Work to be completed:
Search the records for the word "green" and copy every line in which it occurs.

:: Provided records ::

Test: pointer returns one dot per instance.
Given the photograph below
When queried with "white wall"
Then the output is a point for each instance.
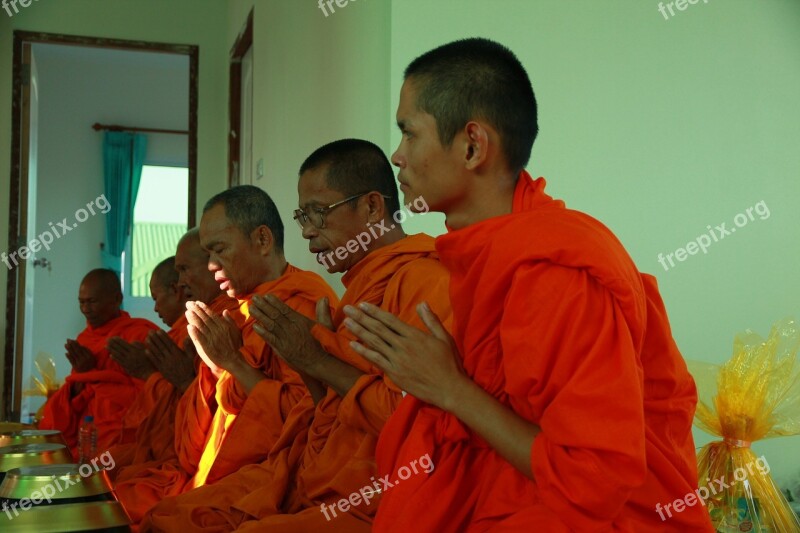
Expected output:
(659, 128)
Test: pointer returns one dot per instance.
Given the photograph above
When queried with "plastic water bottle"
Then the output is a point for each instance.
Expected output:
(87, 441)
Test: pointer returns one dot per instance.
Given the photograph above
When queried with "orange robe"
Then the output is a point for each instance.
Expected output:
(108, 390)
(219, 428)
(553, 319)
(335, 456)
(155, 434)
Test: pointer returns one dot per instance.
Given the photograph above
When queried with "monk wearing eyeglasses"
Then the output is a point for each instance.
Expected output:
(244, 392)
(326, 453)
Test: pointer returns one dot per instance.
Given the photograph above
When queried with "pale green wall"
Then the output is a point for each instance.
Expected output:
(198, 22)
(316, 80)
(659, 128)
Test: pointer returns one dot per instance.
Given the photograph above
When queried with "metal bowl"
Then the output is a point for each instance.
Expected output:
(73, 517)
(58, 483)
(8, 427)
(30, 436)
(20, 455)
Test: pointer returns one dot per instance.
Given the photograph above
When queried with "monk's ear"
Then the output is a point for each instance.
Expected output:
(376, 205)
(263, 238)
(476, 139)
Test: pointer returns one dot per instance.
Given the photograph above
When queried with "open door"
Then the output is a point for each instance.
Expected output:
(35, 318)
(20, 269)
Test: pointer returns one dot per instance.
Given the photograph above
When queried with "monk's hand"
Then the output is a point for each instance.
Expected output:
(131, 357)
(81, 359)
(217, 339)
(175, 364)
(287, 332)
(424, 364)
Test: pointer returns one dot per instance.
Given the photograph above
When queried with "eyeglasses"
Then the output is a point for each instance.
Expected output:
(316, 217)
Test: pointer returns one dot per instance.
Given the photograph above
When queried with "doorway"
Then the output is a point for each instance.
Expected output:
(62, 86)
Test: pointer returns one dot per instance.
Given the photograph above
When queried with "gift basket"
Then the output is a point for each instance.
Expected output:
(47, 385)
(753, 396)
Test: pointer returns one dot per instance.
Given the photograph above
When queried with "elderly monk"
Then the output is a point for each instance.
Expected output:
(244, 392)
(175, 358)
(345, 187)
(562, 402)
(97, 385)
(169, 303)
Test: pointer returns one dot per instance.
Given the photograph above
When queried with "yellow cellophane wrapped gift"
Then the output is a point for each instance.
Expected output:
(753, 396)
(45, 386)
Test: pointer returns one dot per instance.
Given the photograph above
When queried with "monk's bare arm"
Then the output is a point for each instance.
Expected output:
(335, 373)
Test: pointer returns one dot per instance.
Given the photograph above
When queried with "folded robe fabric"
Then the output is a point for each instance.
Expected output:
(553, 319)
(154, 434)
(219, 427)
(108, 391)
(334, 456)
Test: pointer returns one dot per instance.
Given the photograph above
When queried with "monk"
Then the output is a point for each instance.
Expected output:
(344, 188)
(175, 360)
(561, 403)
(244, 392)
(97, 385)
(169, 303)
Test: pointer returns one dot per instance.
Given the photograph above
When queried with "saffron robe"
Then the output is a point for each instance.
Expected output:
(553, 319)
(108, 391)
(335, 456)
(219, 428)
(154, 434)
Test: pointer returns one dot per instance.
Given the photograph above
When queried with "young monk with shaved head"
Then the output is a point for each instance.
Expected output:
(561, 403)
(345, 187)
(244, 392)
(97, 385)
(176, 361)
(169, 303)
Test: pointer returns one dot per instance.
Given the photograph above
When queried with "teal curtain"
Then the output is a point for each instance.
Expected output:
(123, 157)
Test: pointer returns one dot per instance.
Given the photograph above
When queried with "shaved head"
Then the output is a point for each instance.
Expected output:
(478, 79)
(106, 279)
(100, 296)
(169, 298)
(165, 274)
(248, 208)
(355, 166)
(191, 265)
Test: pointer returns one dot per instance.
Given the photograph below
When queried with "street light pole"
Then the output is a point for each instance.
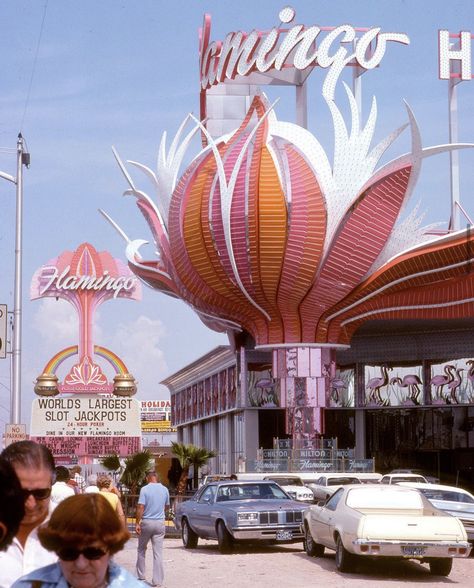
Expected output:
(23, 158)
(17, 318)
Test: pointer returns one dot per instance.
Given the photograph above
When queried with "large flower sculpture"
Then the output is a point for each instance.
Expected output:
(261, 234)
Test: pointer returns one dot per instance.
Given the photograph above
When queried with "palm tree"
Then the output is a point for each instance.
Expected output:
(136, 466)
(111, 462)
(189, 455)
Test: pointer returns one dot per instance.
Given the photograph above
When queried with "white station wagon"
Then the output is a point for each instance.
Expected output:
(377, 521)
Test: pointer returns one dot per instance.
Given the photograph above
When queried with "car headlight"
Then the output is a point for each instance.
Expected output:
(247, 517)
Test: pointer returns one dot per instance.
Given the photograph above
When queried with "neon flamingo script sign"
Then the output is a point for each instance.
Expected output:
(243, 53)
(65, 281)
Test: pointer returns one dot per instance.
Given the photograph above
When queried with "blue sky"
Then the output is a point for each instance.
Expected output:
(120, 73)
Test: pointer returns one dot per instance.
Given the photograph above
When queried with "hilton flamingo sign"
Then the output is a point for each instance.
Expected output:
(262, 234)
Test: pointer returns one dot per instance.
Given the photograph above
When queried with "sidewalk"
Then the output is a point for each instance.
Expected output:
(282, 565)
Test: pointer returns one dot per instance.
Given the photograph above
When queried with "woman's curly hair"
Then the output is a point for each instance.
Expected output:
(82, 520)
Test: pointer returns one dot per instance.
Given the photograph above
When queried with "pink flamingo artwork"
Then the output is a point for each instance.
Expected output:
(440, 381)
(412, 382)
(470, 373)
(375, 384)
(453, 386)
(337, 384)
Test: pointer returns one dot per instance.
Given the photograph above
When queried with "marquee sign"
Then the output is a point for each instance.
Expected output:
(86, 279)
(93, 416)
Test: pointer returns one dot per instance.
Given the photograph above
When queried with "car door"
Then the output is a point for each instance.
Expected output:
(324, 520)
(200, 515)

:::
:: Provided records ::

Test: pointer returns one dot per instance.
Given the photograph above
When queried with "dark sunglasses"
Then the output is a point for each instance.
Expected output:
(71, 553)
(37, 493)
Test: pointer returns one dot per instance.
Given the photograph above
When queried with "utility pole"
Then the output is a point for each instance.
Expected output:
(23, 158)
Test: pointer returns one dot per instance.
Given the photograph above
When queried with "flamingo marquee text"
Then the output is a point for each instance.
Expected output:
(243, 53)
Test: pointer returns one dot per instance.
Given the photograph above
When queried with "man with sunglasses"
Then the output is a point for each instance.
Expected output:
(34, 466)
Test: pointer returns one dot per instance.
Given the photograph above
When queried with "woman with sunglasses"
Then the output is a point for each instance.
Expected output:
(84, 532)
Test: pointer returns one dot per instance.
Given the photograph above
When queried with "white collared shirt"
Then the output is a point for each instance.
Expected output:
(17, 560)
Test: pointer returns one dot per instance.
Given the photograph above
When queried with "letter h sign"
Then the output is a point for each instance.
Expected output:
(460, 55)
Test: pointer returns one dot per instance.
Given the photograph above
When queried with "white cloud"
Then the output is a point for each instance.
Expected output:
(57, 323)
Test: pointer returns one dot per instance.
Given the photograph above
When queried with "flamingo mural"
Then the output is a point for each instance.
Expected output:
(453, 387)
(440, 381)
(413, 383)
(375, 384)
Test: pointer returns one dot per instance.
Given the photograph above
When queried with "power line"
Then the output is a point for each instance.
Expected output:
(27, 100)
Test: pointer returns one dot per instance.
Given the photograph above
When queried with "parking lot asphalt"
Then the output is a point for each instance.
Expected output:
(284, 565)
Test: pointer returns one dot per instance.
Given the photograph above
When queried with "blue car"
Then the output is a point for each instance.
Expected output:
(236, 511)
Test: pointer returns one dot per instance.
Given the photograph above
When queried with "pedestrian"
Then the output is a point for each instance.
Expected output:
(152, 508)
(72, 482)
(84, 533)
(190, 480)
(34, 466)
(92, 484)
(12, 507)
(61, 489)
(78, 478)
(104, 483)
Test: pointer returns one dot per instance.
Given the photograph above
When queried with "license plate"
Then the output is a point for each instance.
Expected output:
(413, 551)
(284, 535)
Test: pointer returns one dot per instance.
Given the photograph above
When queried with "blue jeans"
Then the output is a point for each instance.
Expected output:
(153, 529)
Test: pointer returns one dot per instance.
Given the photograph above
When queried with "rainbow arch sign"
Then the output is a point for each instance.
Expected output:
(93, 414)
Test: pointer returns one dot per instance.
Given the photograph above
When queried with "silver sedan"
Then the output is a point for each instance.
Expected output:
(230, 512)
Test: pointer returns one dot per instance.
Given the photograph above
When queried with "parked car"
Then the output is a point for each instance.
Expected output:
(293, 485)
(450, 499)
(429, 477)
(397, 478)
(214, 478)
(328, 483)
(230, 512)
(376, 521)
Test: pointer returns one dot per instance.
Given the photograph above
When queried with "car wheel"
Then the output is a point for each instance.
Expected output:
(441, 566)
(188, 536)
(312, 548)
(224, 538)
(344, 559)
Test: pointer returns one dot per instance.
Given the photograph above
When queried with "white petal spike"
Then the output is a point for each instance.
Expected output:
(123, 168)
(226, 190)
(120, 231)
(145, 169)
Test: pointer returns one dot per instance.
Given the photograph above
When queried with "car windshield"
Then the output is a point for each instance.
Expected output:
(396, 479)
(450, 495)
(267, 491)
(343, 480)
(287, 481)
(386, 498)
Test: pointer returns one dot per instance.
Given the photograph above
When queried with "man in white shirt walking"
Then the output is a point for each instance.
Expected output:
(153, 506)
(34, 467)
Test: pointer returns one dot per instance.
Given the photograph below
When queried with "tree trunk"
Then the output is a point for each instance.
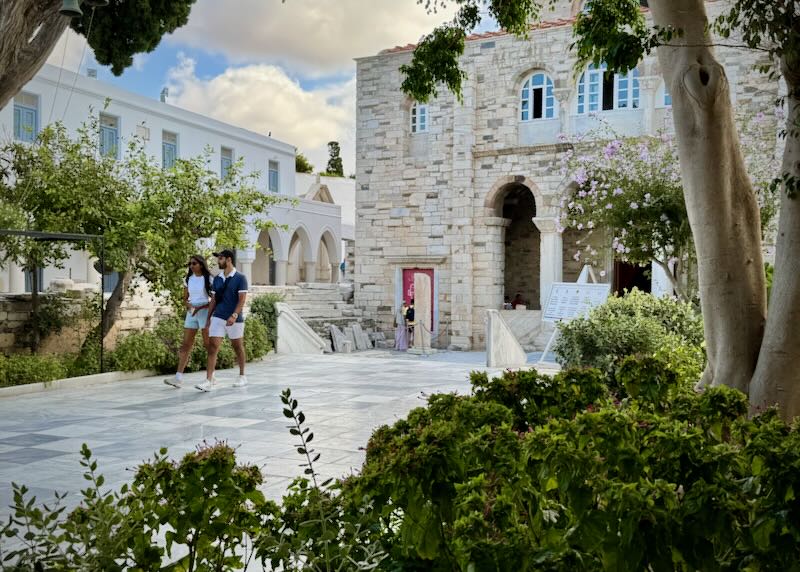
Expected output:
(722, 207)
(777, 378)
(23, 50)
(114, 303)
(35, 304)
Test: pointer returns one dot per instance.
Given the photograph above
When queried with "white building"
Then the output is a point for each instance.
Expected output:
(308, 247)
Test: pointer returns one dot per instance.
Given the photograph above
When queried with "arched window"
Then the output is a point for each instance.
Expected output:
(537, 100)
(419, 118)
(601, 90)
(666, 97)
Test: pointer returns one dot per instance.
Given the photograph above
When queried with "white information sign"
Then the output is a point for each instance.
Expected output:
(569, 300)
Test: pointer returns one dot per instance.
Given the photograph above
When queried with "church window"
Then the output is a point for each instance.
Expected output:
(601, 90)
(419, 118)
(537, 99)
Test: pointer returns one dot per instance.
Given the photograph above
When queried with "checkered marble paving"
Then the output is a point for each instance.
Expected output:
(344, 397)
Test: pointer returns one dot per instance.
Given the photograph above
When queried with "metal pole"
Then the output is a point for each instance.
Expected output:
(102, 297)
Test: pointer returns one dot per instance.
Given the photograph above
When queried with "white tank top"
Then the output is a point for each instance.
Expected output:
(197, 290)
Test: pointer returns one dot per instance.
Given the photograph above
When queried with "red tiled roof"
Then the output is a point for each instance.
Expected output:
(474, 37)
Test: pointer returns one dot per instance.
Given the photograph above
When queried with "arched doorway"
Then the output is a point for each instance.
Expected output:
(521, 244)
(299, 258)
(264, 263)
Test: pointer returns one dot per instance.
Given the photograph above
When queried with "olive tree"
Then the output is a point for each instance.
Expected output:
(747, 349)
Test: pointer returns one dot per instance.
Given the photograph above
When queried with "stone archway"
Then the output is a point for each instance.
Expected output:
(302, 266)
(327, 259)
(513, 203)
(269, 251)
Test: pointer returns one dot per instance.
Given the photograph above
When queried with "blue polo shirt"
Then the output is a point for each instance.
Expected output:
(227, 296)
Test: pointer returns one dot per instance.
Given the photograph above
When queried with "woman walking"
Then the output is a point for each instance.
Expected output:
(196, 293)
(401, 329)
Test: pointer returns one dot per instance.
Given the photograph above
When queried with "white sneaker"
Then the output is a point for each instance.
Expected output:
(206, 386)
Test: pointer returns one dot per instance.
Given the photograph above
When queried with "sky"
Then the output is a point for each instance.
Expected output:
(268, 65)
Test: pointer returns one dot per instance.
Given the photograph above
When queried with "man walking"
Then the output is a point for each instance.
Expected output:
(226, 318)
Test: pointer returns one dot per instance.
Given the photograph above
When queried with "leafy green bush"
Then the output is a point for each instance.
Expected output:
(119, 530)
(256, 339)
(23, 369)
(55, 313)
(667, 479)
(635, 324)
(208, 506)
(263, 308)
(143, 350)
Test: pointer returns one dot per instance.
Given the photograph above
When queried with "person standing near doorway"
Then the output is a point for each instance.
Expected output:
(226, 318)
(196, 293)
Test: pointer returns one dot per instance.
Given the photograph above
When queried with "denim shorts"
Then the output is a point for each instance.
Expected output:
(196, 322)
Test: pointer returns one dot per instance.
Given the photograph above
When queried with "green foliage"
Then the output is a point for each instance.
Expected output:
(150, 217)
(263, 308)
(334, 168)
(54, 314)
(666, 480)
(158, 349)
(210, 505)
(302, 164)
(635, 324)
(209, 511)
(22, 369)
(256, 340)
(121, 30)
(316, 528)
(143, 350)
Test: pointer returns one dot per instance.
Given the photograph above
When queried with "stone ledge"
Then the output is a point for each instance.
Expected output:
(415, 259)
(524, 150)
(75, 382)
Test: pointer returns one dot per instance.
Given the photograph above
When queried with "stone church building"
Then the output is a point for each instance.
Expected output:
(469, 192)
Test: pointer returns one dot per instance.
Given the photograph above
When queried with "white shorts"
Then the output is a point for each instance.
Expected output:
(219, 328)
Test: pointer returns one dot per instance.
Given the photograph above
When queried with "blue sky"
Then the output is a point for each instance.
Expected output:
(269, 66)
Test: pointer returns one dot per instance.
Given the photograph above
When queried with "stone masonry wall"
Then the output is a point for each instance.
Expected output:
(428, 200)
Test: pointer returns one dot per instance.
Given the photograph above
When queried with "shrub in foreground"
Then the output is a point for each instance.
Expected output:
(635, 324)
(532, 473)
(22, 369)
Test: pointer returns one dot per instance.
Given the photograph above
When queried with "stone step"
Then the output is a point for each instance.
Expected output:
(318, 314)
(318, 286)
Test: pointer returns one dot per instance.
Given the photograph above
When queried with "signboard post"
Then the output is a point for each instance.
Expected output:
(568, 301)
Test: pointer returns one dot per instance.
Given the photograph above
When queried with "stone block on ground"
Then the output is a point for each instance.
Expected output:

:::

Answer to this task:
When queried with "pale green wall"
When queried with "leafy green bush"
When queried with "green foliage"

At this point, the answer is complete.